Material do exercício –
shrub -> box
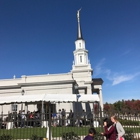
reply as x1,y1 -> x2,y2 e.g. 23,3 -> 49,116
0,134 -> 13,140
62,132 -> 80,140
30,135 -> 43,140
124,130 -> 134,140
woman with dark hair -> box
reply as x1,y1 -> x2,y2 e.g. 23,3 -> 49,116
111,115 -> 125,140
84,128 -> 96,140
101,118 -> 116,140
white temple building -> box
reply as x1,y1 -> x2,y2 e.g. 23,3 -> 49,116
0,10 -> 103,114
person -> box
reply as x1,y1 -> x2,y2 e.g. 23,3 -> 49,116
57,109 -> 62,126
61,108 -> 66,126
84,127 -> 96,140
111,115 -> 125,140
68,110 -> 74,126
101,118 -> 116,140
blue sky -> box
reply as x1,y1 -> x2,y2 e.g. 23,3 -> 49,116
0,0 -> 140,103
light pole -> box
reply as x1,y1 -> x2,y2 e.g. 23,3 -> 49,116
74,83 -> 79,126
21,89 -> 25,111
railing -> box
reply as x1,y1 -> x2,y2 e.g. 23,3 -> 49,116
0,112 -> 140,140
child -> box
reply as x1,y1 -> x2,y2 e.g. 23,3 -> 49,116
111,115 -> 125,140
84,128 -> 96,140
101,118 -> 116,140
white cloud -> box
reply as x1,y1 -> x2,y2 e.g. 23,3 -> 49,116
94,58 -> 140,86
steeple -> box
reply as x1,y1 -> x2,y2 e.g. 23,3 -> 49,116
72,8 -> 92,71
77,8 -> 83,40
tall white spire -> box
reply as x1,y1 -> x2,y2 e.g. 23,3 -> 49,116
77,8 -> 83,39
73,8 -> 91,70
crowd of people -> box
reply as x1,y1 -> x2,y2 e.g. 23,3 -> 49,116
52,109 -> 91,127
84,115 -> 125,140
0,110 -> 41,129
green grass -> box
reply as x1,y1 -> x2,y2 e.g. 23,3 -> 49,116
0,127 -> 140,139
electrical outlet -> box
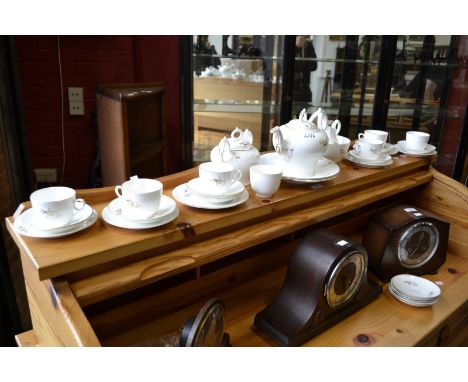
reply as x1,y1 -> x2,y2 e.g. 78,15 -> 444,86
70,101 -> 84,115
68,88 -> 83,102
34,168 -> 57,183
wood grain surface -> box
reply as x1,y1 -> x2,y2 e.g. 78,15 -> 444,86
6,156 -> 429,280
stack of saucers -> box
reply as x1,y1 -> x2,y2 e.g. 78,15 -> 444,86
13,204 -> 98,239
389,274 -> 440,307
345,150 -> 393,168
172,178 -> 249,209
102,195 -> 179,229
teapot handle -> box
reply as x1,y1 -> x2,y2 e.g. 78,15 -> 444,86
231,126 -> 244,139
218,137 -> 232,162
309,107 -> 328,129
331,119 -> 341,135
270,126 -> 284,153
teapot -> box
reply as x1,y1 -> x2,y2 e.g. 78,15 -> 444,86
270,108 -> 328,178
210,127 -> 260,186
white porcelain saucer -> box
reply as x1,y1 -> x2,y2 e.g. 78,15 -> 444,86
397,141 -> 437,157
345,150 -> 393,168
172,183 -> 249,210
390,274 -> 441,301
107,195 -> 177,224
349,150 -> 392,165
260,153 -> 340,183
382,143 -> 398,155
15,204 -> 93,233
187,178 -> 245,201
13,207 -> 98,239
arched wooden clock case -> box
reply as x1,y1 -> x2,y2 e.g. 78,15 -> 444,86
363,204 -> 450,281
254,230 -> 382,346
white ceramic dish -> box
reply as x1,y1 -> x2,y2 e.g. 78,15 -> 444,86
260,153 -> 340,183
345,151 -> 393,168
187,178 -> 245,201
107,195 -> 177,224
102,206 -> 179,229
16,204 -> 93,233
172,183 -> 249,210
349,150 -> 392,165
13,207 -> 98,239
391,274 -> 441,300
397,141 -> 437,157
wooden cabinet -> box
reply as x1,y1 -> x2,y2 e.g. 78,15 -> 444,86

Problema a resolver –
Reescreva as linhas que vão da que contém "wooden cabinet -> box" até o final, ambas as pontas incluídas, trocando "wooden cabinet" por "glass cabinet" e mantendo todo o resto igual.

Solução do problema –
glass cabinet -> box
reply as x1,y1 -> x2,y2 e.g. 78,15 -> 444,86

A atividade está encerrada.